Provided data —
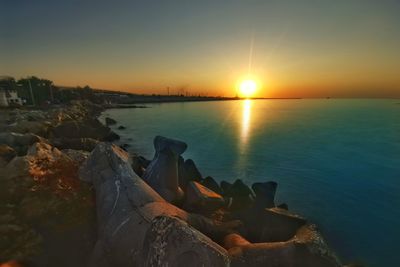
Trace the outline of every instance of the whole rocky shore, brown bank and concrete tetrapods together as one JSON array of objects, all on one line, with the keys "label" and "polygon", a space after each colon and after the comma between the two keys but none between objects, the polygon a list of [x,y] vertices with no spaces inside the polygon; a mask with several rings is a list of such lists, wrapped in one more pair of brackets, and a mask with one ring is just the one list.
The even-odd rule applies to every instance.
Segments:
[{"label": "whole rocky shore, brown bank and concrete tetrapods together", "polygon": [[341,266],[275,182],[217,183],[161,136],[129,155],[103,110],[0,111],[0,266]]}]

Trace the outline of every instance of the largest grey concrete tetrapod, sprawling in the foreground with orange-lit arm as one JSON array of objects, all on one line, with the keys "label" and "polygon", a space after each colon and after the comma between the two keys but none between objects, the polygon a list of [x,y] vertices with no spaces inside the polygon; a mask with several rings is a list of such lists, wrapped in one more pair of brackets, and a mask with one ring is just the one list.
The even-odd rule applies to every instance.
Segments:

Task directions — Write out the lines from the one containing "Trace the outline of every instance of the largest" through the last line of the records above. Include both of those lines and nothing else.

Written answer —
Trace the outline of every instance of the largest grey concrete tetrapod, sprawling in the foreground with orange-lit arm as one JSON array of objects, all on one line, with the keys "label" and "polygon", a space after each colon and after the comma between the two keys but none between objects, the polygon a list of [x,y] vertices with no spaces inside the polygon; a mask with several rings is a list of such lists, wrapped in one more pair of brackets, and a mask with one ring is just the one list.
The even-odd rule applies to every instance.
Segments:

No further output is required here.